**Texto presentado:**

La ceguera de Michelle Bachelet

La presidenta chilena es una cómoda compañera de ruta para las autoridades de la Isla, porque nunca les ha hecho críticas públicas ni reclamos democráticos

Michelle Bachelet, la presidenta de Chile, tiene un viejo compromiso sentimental con el castrismo. (EFE)
Michelle Bachelet, la presidenta de Chile, tiene un viejo compromiso sentimental con el castrismo. (EFE)
Yoani Sánchez

07 de enero 2018 - 21:43

La Habana/Hace nueve años Michelle Bachelet se encontró con Fidel Castro en medio de su convalecencia. La mandataria chilena salió de aquella cita afirmando que había visto al expresidente ágil y “manejando mucha información”. Sus palabras fueron utilizadas por la Plaza de la Revolución para propagar una mentira: que el Comandante en Jefe gozaba de buena salud.

Este enero, una nueva visita de Bachelet puede prestarse para difundir otra falacia: que el Gobierno de Raúl Castro cuenta todavía con numerosos aliados en la región más allá de sus incondicionales Nicolás Maduro, Daniel Ortega y Evo Morales, cuando en realidad el círculo de camaradas en América Latina se muestra muy reducido, como nunca antes en la última década.

La líder chilena ha llegado este domingo a Cuba para cerrar un ciclo de fidelidad que tiene más de apego emocional que de pragmatismo político

A pocas semanas de entregar la banda presidencial a Sebastián Piñera, la líder chilena ha llegado este domingo a Cuba para cerrar un ciclo de fidelidad que tiene más de apego emocional que de pragmatismo político. Su cercanía a La Habana está marcada por una nostalgia ideológica que le nubla la vista para reconocer la falta de derechos que marca la vida de los cubanos.

Bachelet es una cómoda compañera de ruta para las autoridades de la Isla, porque nunca les ha hecho críticas públicas ni reclamos democráticos. Uno de los pocos exabruptos ocurridos entre ambos Gobiernos lo ocasionó Fidel Castro, cuando tras la visita de la presidenta en 2009 abogó por una salida al mar de Bolivia y la chilena manifestó su molestia por aquellas declaraciones.

En cada uno de sus dos mandatos Bachelet evitó mostrar simpatías por la causa de los disidentes cubanos y declinó cualquier contacto con los innumerables activistas isleños que visitaron su país en los últimos años. De su boca jamás brotó una condena contra la represión política que ejecuta sistemáticamente Raúl Castro, ni siquiera cuando las víctimas han sido mujeres.

(Entradas de etiquetado para segmentación)
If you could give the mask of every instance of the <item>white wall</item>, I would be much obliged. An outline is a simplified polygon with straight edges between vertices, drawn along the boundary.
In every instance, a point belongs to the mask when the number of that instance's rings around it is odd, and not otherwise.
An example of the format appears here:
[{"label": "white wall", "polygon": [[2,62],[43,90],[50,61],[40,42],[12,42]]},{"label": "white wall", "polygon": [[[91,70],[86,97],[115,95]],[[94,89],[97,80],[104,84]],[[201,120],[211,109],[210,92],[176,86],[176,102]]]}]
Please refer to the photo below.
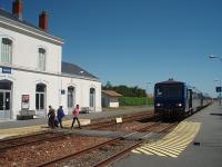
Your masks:
[{"label": "white wall", "polygon": [[[11,75],[0,73],[0,80],[12,81],[12,117],[16,119],[21,110],[21,96],[30,96],[30,110],[36,110],[36,86],[44,84],[47,86],[46,114],[48,106],[51,105],[58,109],[63,106],[68,114],[68,87],[75,87],[75,104],[80,107],[89,107],[89,91],[93,87],[95,89],[95,111],[101,111],[101,82],[84,79],[68,78],[60,76],[42,75],[28,71],[13,70]],[[65,90],[65,95],[61,95],[61,89]]]},{"label": "white wall", "polygon": [[[36,110],[36,86],[37,84],[44,84],[47,86],[46,112],[48,106],[52,105],[57,109],[60,105],[63,106],[68,112],[68,87],[75,88],[75,104],[80,107],[89,107],[90,88],[95,89],[95,111],[101,111],[101,82],[88,79],[78,79],[73,77],[61,76],[61,60],[62,60],[62,41],[34,37],[39,35],[31,35],[28,30],[19,31],[19,28],[6,28],[0,20],[0,40],[9,38],[12,40],[12,68],[10,75],[0,73],[0,80],[10,80],[12,82],[12,118],[16,119],[21,110],[21,96],[30,96],[30,110]],[[18,29],[18,30],[16,30]],[[49,42],[50,41],[50,42]],[[46,72],[38,72],[38,49],[43,48],[47,51]],[[1,53],[1,47],[0,47]],[[61,89],[65,90],[61,95]]]}]

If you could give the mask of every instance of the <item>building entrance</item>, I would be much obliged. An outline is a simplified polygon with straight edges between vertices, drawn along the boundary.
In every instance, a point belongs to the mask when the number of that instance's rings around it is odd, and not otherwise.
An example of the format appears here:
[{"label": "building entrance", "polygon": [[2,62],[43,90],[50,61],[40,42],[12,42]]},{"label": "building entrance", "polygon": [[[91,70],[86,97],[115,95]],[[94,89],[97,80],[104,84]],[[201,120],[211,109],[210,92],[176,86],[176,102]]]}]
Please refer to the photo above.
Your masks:
[{"label": "building entrance", "polygon": [[11,118],[11,82],[0,81],[0,119]]}]

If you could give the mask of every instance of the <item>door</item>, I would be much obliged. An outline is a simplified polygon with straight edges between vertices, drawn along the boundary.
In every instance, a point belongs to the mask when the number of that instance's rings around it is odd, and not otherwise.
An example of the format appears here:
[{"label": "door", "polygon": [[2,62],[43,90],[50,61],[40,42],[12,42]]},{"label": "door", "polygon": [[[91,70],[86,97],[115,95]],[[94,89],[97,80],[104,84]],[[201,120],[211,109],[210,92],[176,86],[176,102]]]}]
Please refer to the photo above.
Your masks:
[{"label": "door", "polygon": [[90,110],[95,111],[95,90],[90,88]]},{"label": "door", "polygon": [[36,88],[36,110],[39,117],[47,117],[46,89],[47,86],[43,84],[38,84]]},{"label": "door", "polygon": [[0,90],[0,119],[10,119],[11,91]]}]

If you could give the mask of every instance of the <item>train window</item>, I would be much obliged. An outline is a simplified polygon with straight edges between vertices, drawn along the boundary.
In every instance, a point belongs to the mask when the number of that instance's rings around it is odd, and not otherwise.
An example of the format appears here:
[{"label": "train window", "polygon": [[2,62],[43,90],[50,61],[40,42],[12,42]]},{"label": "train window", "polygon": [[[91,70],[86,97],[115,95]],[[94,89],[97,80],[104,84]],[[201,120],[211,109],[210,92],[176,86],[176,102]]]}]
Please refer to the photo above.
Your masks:
[{"label": "train window", "polygon": [[161,85],[157,88],[159,97],[181,97],[184,88],[182,85]]}]

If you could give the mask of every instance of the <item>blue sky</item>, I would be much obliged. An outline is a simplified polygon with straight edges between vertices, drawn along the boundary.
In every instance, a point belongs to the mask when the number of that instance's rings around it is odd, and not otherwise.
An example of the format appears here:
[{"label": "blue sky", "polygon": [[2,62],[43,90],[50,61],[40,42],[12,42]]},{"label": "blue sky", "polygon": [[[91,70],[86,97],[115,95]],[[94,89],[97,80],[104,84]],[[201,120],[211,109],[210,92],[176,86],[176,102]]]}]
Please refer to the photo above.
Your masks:
[{"label": "blue sky", "polygon": [[[0,0],[11,11],[12,0]],[[38,24],[50,14],[49,31],[62,37],[63,60],[105,84],[149,91],[174,78],[215,96],[222,79],[221,0],[23,0],[23,19]]]}]

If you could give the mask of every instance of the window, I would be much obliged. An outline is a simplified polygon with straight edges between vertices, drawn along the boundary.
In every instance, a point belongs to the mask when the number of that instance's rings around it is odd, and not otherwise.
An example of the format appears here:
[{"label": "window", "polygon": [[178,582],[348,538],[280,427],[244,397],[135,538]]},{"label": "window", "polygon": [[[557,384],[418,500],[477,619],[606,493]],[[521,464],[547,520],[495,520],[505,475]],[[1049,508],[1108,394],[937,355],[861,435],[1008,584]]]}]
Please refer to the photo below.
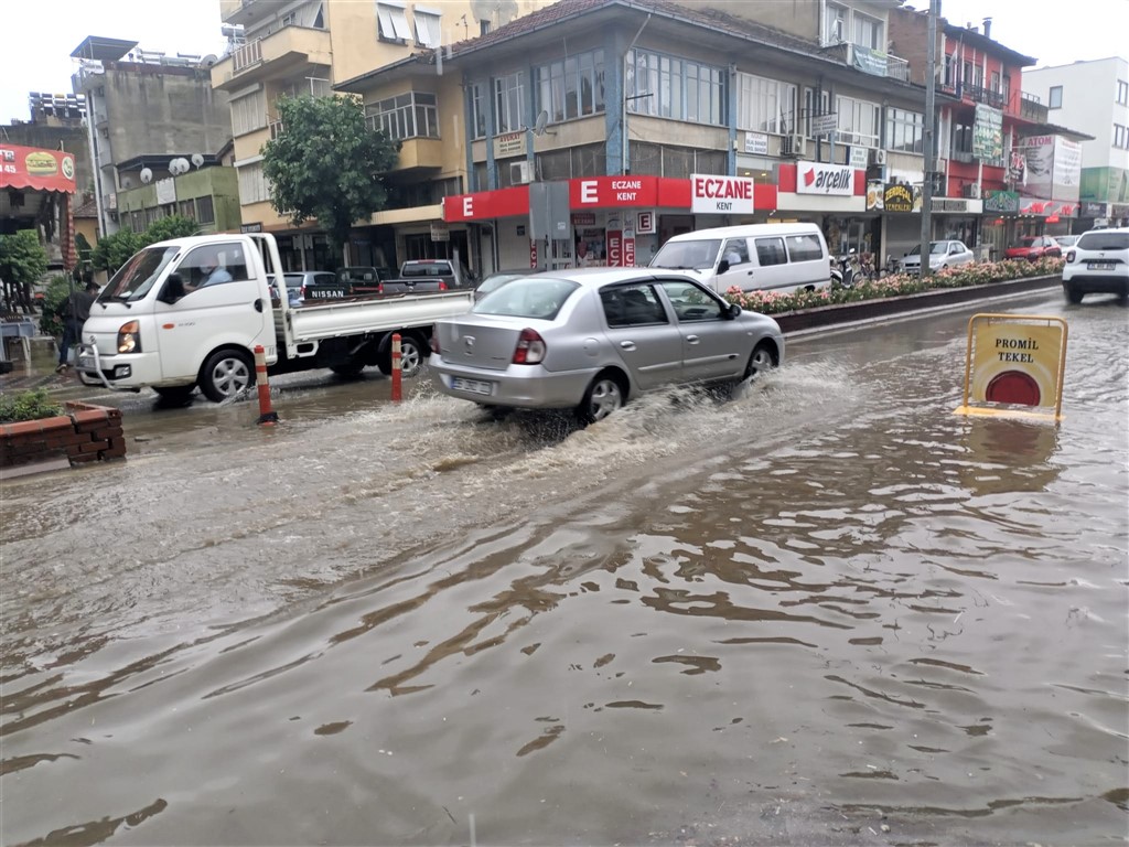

**Objetivo:** Copia el texto sobre Michelle Bachelet desde "07 de enero" hasta "de buena salud.", ambos incluidos, y sustituye "convalecencia" por "recuperación". Los datos son un material aparte, sin relación con el texto.

**Solución propuesta:**
07 de enero 2018 - 21:43

La Habana/Hace nueve años Michelle Bachelet se encontró con Fidel Castro en medio de su recuperación. La mandataria chilena salió de aquella cita afirmando que había visto al expresidente ágil y “manejando mucha información”. Sus palabras fueron utilizadas por la Plaza de la Revolución para propagar una mentira: que el Comandante en Jefe gozaba de buena salud.